**EXERCISE DIRECTIONS**
Render every line of the material below as a numbered list, omitting blank lines and leaving the pictures out of the answer.

**THE INPUT**
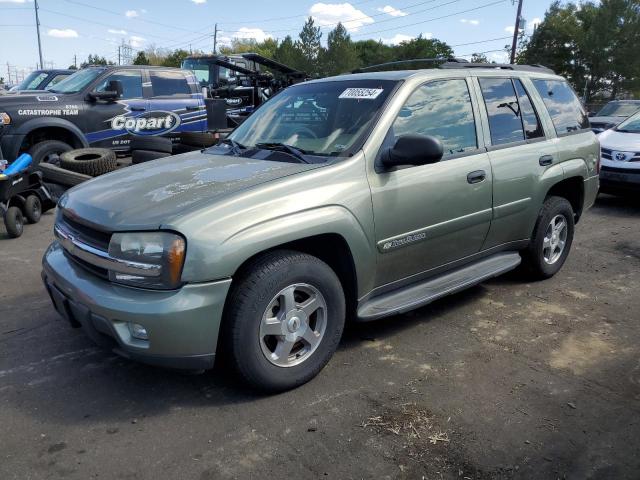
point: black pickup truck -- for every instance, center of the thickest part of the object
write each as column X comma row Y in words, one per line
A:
column 101, row 107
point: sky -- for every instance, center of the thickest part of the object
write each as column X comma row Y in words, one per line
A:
column 81, row 27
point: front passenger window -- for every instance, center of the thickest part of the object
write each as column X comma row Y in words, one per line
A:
column 441, row 109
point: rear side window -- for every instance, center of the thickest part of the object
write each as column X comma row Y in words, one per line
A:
column 563, row 106
column 169, row 84
column 503, row 110
column 530, row 120
column 441, row 109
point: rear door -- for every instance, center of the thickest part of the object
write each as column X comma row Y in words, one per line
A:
column 176, row 93
column 430, row 215
column 110, row 124
column 519, row 152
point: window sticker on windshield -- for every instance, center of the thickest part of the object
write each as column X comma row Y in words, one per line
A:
column 362, row 93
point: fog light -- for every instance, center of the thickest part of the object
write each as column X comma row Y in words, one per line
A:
column 138, row 331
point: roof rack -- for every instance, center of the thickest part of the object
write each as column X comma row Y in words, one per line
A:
column 499, row 66
column 381, row 66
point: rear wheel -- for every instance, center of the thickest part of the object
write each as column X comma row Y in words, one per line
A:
column 33, row 209
column 48, row 151
column 14, row 222
column 285, row 320
column 552, row 238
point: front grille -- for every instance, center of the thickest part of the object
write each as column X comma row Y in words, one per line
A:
column 90, row 236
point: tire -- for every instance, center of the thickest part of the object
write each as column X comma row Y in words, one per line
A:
column 547, row 251
column 14, row 222
column 89, row 161
column 62, row 176
column 254, row 353
column 142, row 156
column 48, row 151
column 151, row 143
column 198, row 139
column 33, row 209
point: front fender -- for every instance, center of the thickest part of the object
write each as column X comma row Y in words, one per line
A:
column 225, row 259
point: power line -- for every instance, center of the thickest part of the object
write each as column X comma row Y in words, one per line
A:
column 432, row 19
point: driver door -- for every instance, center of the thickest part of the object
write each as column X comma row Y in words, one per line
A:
column 429, row 215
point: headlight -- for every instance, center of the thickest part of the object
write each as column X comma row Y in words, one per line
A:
column 155, row 258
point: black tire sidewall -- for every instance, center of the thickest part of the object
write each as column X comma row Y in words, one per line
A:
column 283, row 270
column 553, row 206
column 32, row 216
column 14, row 222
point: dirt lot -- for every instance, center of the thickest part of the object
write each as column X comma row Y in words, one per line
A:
column 506, row 380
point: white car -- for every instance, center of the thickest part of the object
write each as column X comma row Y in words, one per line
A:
column 620, row 157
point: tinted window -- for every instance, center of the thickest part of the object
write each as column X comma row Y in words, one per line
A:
column 131, row 83
column 503, row 110
column 530, row 120
column 167, row 84
column 441, row 109
column 563, row 105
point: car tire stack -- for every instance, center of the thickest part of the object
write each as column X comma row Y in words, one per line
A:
column 145, row 149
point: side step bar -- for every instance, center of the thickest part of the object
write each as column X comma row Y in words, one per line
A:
column 419, row 294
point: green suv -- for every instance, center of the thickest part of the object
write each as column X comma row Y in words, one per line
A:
column 359, row 196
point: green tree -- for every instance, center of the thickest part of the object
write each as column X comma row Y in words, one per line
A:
column 141, row 59
column 592, row 45
column 341, row 55
column 310, row 46
column 175, row 58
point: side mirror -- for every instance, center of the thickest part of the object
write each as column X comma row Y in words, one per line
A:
column 413, row 150
column 110, row 94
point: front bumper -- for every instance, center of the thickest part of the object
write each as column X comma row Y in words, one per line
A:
column 182, row 325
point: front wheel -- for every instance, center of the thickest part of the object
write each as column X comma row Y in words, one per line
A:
column 284, row 321
column 552, row 238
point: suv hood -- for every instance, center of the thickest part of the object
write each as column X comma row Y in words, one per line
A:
column 153, row 194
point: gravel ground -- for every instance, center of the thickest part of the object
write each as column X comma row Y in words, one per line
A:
column 506, row 380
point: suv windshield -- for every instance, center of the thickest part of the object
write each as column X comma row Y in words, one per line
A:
column 630, row 125
column 77, row 81
column 328, row 118
column 619, row 109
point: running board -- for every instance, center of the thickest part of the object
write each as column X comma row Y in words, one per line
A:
column 419, row 294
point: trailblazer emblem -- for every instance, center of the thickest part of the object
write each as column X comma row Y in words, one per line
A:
column 151, row 123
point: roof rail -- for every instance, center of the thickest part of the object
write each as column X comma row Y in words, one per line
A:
column 382, row 66
column 499, row 66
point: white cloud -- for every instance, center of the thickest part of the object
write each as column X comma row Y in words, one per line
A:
column 329, row 14
column 400, row 37
column 62, row 33
column 394, row 12
column 256, row 34
column 136, row 42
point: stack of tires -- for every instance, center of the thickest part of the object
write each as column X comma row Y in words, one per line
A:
column 77, row 166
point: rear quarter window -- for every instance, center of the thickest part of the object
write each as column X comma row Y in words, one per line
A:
column 566, row 112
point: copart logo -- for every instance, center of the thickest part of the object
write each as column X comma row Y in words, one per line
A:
column 151, row 123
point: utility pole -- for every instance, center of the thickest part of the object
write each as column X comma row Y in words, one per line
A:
column 35, row 5
column 515, row 33
column 215, row 38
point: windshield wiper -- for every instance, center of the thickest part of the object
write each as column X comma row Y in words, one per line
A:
column 283, row 147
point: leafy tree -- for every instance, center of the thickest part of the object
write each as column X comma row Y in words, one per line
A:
column 341, row 55
column 175, row 58
column 593, row 45
column 141, row 59
column 310, row 46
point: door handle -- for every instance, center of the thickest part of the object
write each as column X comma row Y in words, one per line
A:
column 545, row 160
column 477, row 176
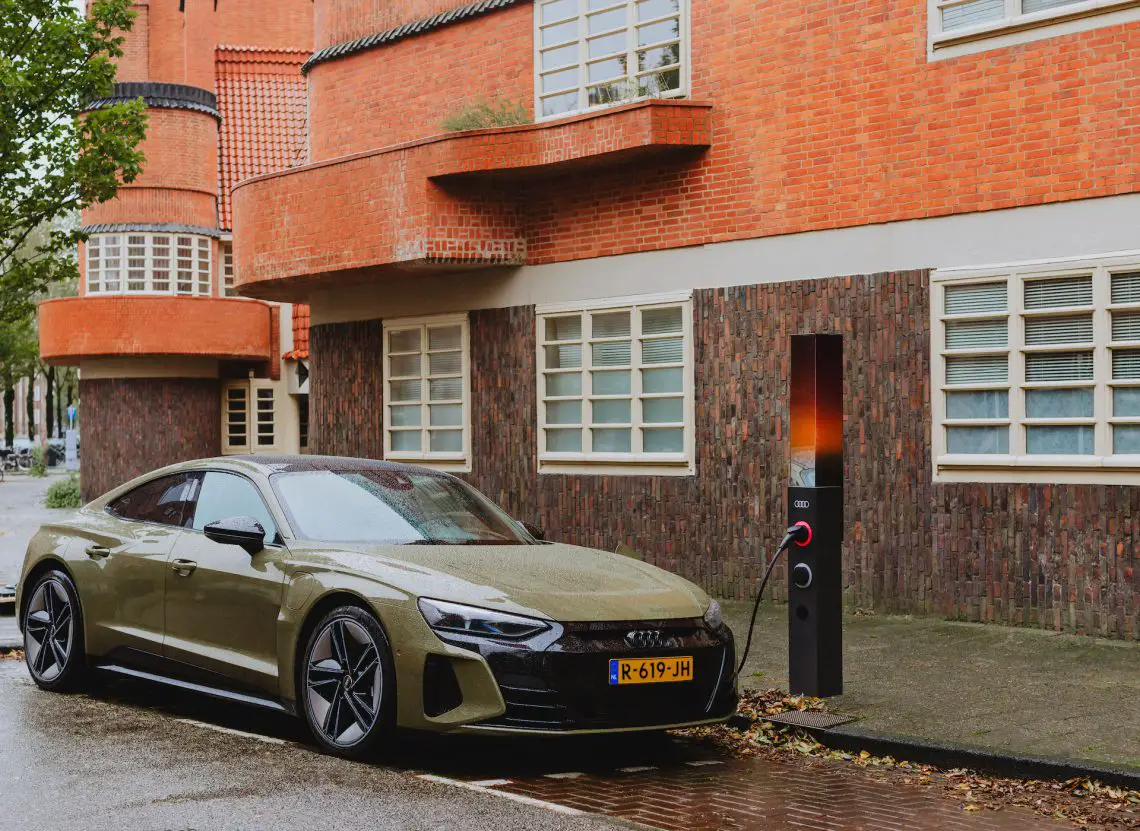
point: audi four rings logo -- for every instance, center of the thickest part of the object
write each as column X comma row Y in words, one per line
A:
column 649, row 640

**FINISHED ANSWER**
1. point: black pickup truck -- for every instance, center of the thickest part of the object
2. write each as column X comma row Y in words, one per line
3. A:
4. column 101, row 107
5. point: sky -- for every instance, center of the thickest part of the object
6. write each as column X comma row Y in words, one per line
7. A:
8. column 81, row 27
9. point: front passenger window -- for every instance, center of the thickest part of the object
10. write each as column X comma row Y in words, one per line
11. A:
12. column 441, row 109
13. point: rear side window -- for every instance, center of the thickest part of the object
14. write each as column X comma row Y in words, one per line
15. A:
16. column 563, row 106
17. column 169, row 84
18. column 503, row 110
19. column 530, row 120
20. column 441, row 109
21. point: rear door -- for every instance, center of the thickest part of the object
22. write each as column X comma row Y in words, one per line
23. A:
24. column 176, row 93
25. column 430, row 215
26. column 110, row 124
27. column 519, row 152
28. point: window sticker on windshield -- for every instance, center of the thickest part of the object
29. write each as column X comma row Y in words, one per line
30. A:
31. column 362, row 93
32. point: fog light -- for every instance, center of the thickest part of the object
33. write each as column X comma row Y in words, one per line
34. A:
35. column 138, row 331
36. point: roof rack -- for every instance, center of the thickest part of the object
37. write each as column X comma row Y in words, one per line
38. A:
39. column 499, row 66
40. column 381, row 66
41. point: rear wheel -- for every instance, center of the thickest part of the object
42. write each as column X comma row Y in words, one per line
43. A:
44. column 33, row 209
45. column 48, row 151
46. column 14, row 222
47. column 285, row 320
48. column 552, row 238
49. point: front grille -- for every instance, center of the thickest part of the object
50. write each as column X comma row Y in words, one per line
51. A:
52. column 90, row 236
53. point: tire -- for every instance, center of the thickest part of the object
54. write each as column X comma row Y in words, one per line
55. A:
56. column 547, row 251
57. column 14, row 222
58. column 89, row 161
59. column 62, row 176
60. column 254, row 353
61. column 142, row 156
62. column 48, row 151
63. column 151, row 143
64. column 198, row 139
65. column 33, row 209
66. point: front fender -- for every instance, center of the thickest part of the object
67. write each as column X comma row Y in words, one per line
68. A:
69. column 225, row 259
70. point: power line -- for every instance, center of the thickest part of the object
71. write each as column X comma row Y in words, one per line
72. A:
73. column 432, row 19
74. point: driver door -- for every instance, center of the thickest part of the object
75. write each as column X comma row Y in words, one per line
76. A:
77. column 429, row 215
78. point: headlight -- for every instance, center of the thickest part of the object
79. write each as column X comma row Y in words, one per line
80. A:
81. column 155, row 258
82. point: black tire sidewall -- for every instance, center of the thickest part of the object
83. write each as column X comma row Y in words, one per line
84. A:
85. column 283, row 270
86. column 553, row 206
87. column 32, row 216
88. column 14, row 222
89. point: dirt lot -- for every instance, center of the thickest part of the object
90. write each as column X comma row Y in words, one per line
91. A:
92. column 506, row 380
93. point: white car -- for every instance, center of the thickest part of the object
94. write each as column X comma row Y in words, one per line
95. A:
96. column 620, row 157
97. point: tinted window -- for every instance, center of the thickest part of the object
98. write each as column X comma row Y in words, one per line
99. A:
100. column 131, row 83
101. column 503, row 110
102. column 530, row 120
103. column 167, row 84
104. column 441, row 109
105. column 563, row 105
106. point: car tire stack -- for every instance, center of the thickest part of the object
107. write each as column X comma row Y in words, one per line
108. A:
109. column 145, row 149
110. point: side step bar -- for every instance, center of the thickest part of the object
111. write each as column X comma row Y in words, one per line
112. A:
113. column 419, row 294
114. point: green suv -- for every instance, center of the thickest part of the object
115. write each as column X comma row Y in words, one per line
116. A:
117. column 359, row 196
118. point: green tree -- for every instance, center of the thickest part of the object
119. write each as column X comma row Y in words, one per line
120. A:
121. column 141, row 59
122. column 592, row 45
123. column 341, row 55
124. column 310, row 46
125. column 175, row 58
126. point: side mirror -- for every instance, center of the thickest part of the object
127. write each as column X comma row Y in words, one per line
128. A:
129. column 413, row 150
130. column 110, row 94
131. point: front bumper -- for every instance, center of the thickest part of the object
132. write each as column X comma row Y in words, one per line
133. A:
134. column 182, row 325
135. point: front wheel -- for every instance, center of the thickest part of the object
136. write each as column X comma row Y in words, one per line
137. A:
138. column 284, row 321
139. column 552, row 238
140. point: suv hood -- for every instance, center of the thickest part of the object
141. write each as column X comma row Y in words, one per line
142. A:
143. column 153, row 194
144. point: gravel ground -- for every instance, center of the thickest part of the object
145. write each as column X comma row Y in words, one per line
146. A:
147. column 506, row 380
148. point: suv windshield -- for every instance, center of the thickest part of the object
149. write each as column X comma row Y in words, one per line
150. A:
151. column 630, row 125
152. column 77, row 81
153. column 328, row 118
154. column 619, row 109
155. point: running board -- for every instance, center of the thickest part of the object
156. write each as column X comma row Y in words, one per line
157. A:
158. column 419, row 294
159. point: trailblazer emblem -- for every instance, center of the thickest part of the object
160. write each as column X comma row Y in words, one per line
161. A:
162. column 151, row 123
163. point: roof rail -- for every instance, center of the thickest part of the object
164. write each as column X comma row Y in words, one per line
165. A:
166. column 382, row 66
167. column 499, row 66
168. point: white cloud -- for every instance, center of the thickest part of the object
169. write each as column X comma row Y in words, one per line
170. A:
171. column 329, row 14
172. column 400, row 37
173. column 62, row 33
174. column 394, row 12
175. column 256, row 34
176. column 136, row 42
177. point: stack of tires -- for every instance, center of the thickest part of the object
178. write each as column X comma row Y in words, one per line
179. A:
180. column 77, row 166
181. point: rear quarter window -- for every instance, center of the thickest part of the object
182. write each as column X comma row Y in words, one per line
183. A:
184. column 566, row 112
185. point: copart logo -- for every instance, center of the thickest part of the object
186. write each as column X comma row Y in words, one per line
187. A:
188. column 151, row 123
189. point: utility pole -- for every instance, center of the thickest part of the object
190. write each as column X comma row Y in words, one per line
191. A:
192. column 35, row 5
193. column 515, row 33
194. column 215, row 38
195. point: windshield wiper -- for every instance, center of the thickest part of the object
196. write each as column X comma row Y in words, one per line
197. A:
198. column 283, row 147
199. point: leafy tree -- for every instance, center of the thickest part of the object
200. write each as column X comma row Y in words, one per line
201. A:
202. column 341, row 55
203. column 175, row 58
204. column 593, row 45
205. column 141, row 59
206. column 310, row 46
207. point: door handle -- for every instance, center of the thickest part of the object
208. write each as column X comma row Y in words, one per line
209. A:
210. column 545, row 160
211. column 477, row 176
212. point: audi four rings logo -- for every instance, center of the thickest part of the object
213. write each as column X comma row Y in words, one per line
214. A:
215. column 649, row 640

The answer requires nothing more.